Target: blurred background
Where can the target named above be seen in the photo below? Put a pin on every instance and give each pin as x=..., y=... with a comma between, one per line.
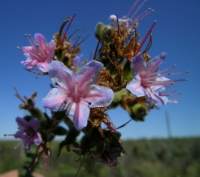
x=166, y=143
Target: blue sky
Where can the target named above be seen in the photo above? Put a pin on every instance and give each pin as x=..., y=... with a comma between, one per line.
x=177, y=33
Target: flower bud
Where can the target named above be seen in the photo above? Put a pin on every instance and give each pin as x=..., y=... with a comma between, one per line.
x=103, y=32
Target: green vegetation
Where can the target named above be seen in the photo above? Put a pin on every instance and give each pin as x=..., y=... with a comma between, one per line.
x=178, y=157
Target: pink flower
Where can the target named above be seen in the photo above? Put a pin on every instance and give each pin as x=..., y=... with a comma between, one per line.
x=149, y=81
x=75, y=92
x=28, y=132
x=39, y=54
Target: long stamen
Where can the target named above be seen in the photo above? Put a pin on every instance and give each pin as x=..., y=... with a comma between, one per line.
x=147, y=35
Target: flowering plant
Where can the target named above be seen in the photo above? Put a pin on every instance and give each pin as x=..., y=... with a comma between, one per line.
x=120, y=73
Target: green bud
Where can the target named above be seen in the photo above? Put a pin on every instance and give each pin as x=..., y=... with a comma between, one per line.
x=138, y=111
x=118, y=97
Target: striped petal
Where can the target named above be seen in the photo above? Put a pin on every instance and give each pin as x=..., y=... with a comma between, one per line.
x=99, y=96
x=55, y=99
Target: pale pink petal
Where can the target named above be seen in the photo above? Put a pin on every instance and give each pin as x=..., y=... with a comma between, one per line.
x=55, y=99
x=39, y=38
x=99, y=96
x=60, y=74
x=135, y=87
x=79, y=114
x=44, y=67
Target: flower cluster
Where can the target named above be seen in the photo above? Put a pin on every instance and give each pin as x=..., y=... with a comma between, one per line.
x=121, y=73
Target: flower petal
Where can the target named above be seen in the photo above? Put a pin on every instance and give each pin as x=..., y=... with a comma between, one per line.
x=135, y=87
x=55, y=99
x=60, y=73
x=99, y=96
x=79, y=113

Exercise details =
Restate the items from the start through the line containing "x=166, y=143", both ends included, with the requests kept and 100 added to every pin coordinate in the answers. Leave the pictures out of your answer.

Written response =
Target: blurred background
Where can the target named above be seen in the photo below? Put a pin on every instance and give each pin as x=..., y=... with a comma between, one per line.
x=266, y=243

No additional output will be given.